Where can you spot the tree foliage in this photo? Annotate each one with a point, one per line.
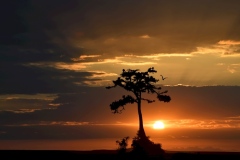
(138, 83)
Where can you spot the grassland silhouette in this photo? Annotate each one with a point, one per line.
(138, 83)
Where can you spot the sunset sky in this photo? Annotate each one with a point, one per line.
(57, 57)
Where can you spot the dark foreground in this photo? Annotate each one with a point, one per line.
(113, 155)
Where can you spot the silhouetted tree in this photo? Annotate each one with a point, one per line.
(138, 83)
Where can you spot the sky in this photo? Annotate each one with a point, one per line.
(57, 57)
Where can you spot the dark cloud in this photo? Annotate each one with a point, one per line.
(41, 32)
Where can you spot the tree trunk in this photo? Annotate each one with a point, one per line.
(141, 129)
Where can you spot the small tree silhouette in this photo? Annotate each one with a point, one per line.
(122, 145)
(138, 83)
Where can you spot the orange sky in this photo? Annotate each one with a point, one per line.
(57, 57)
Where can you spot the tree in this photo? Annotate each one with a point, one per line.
(138, 83)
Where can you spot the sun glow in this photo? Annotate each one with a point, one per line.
(158, 125)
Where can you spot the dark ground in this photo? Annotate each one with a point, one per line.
(113, 155)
━━━━━━━━━━━━━━━━━━━━━━━━━━━━━━
### STATED GOAL
Print all of the records shown above exactly, leaving out each picture.

### THE SOLUTION
Where can you spot the tree foliage in this photo? Annotate each one with a point, one per line.
(138, 83)
Where can you spot the grassland silhouette in this photo? Annotate each one with a point, one per line.
(138, 83)
Where can you spot the sunset sky in this photo? Annotate each one with a point, one per line.
(57, 57)
Where can you spot the dark foreground in this photo? Annotate each one with a point, one per line.
(113, 155)
Where can you spot the silhouetted tree in this photo? Annotate each one with a point, one per line.
(138, 83)
Where can you spot the sky in this photo? Annotate each one with a point, one per line.
(57, 57)
Where can you spot the dark cloud in this photo? Annotate each one with a point, one per line.
(41, 32)
Where can you spot the tree trunk in this photo? Annotate each one with a point, one per line.
(141, 129)
Where can you spot the small tree silhouette in this photo? Annotate each one with a point, one per line.
(122, 145)
(138, 83)
Where can you spot the orange sky in this photo? Annotate each one with a point, one per line.
(57, 57)
Where can you spot the tree in this photo? Annotate each one with a point, one per line.
(138, 83)
Where can you spot the sun glow in this photo? Annotate each one with a point, one per line.
(158, 125)
Where can you spot the dark ground in this photo? Annotate each one with a point, one per line.
(113, 155)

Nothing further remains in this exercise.